■ Problem requirements
An exact reproduction of the records is required, with all images left out.

══ Exercise materials

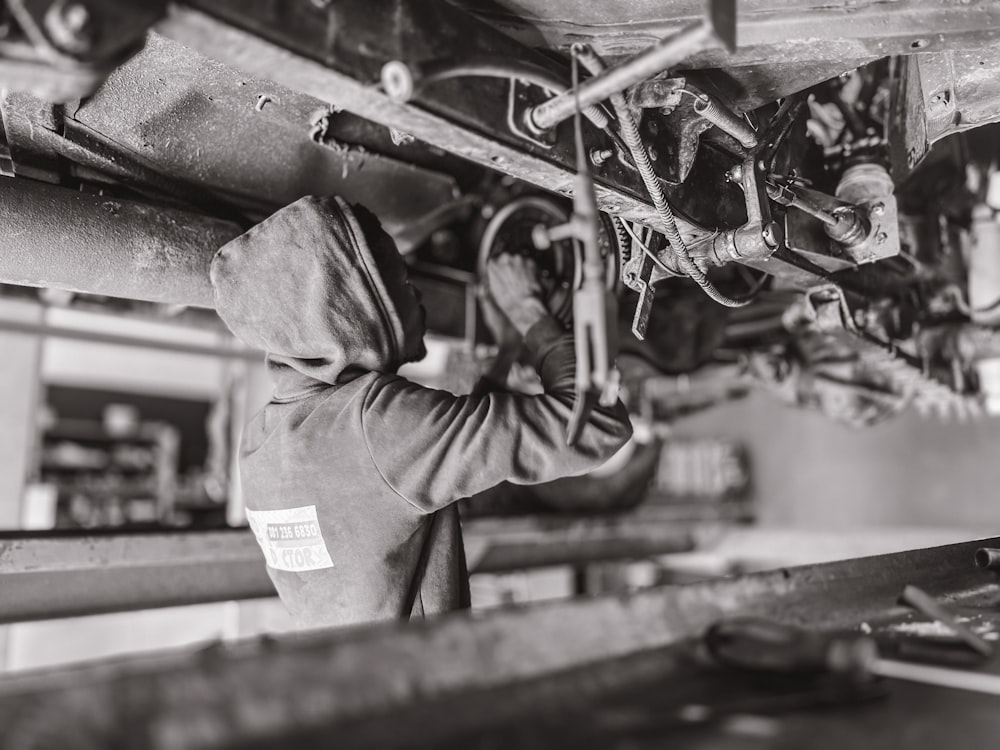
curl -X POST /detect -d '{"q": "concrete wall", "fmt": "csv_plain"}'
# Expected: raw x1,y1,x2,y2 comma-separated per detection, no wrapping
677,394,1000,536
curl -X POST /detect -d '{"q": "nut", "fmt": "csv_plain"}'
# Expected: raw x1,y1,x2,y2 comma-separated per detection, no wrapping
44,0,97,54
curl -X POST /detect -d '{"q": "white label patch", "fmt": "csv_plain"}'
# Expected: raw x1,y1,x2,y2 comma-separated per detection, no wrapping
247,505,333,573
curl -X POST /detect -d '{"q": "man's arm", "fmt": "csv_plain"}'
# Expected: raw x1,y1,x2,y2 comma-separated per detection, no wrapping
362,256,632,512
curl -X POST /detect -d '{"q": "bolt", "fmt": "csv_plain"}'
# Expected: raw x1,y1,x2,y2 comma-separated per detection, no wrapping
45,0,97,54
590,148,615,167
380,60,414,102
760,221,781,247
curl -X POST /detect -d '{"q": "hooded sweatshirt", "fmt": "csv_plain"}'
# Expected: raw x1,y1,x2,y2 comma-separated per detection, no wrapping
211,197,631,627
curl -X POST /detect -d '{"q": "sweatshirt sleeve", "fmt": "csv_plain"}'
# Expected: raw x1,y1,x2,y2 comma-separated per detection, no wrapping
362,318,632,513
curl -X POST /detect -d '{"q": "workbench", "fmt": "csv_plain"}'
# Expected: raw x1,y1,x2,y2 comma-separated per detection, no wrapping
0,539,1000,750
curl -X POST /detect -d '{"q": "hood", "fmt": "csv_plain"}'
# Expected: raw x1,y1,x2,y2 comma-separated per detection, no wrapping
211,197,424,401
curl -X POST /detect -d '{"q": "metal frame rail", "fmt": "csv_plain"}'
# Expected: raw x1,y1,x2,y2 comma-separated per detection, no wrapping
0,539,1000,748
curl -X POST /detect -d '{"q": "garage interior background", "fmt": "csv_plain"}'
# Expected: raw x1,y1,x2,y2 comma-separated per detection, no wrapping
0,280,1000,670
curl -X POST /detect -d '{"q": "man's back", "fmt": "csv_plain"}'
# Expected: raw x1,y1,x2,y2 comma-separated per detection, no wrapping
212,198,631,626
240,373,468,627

════

■ Task result
curl -X POST /detect -d '{"q": "concrete wall", "fmt": "csv_plain"}'
# Expected: raw x1,y1,x2,y2 comma-separated per detection, no wrapping
677,394,1000,536
curl -X POST /detect -d '{"q": "nut", "fmt": "csv_plain"}'
# Expected: raw x1,y1,x2,y2 comma-separated per detection, no wrapping
44,0,97,54
curl -X POST /detect -d '{"q": "white label patch", "fmt": "csv_plain"}'
# Expected: raw x1,y1,x2,y2 comma-separated per detection, no wrapping
247,505,333,573
curl -X POST /detect -d '{"q": "man's arm", "fmt": "csv_plain"}'
# Expected: raw x1,y1,x2,y2 comma-separated per detection, no wrapping
362,256,632,512
curl -X POST /detect -d '{"q": "bolt", "fmt": "csv_plain"}'
# Expected: raw x1,y1,x2,y2 comma-separated per detection, no wrapping
45,0,97,54
590,148,615,167
380,60,414,102
760,221,781,247
curl -X POST /detect -d '{"q": "hooded sweatshirt", "fmt": "csv_plain"}'
# Expected: raw x1,y1,x2,y2 comma-separated per detection, no wrapping
211,197,631,627
curl -X POST /detect -d '{"q": "sweatshirt sleeve", "fmt": "csv_plain"}'
# Expected: raw x1,y1,x2,y2 comma-separated per detection, no wrapping
362,318,632,513
curl -X POST /detect -d '{"q": "workbench", "fmt": "csv_plain"}'
# Expected: raw x1,y1,x2,y2 comma-separated per detection, no wrapping
0,539,1000,750
curl -X POST /detect -d '{"q": "hood", "fmt": "csv_plain"}'
# Expected: raw x1,y1,x2,y2 comma-separated per detection, no wrapping
211,197,424,401
curl -X POST /detect -d '{"q": "metal frame rail", "fmt": "csv_plain"}'
# Expected: raw x1,y1,x2,y2 comma-separated per detection, no wrapping
0,539,1000,748
curl -X POST /detect -d '{"q": "garage interior background", "fmt": "csv_plain"}'
# Expected: raw x1,y1,x2,y2 comma-separated per detection, no wrapping
0,280,1000,670
curl -X POST /detect -d '{"q": "man's back", "fmt": "csv_plain"}'
# Expected: raw x1,y1,x2,y2 comma-separated per detection, no wrapping
212,198,631,626
240,373,468,627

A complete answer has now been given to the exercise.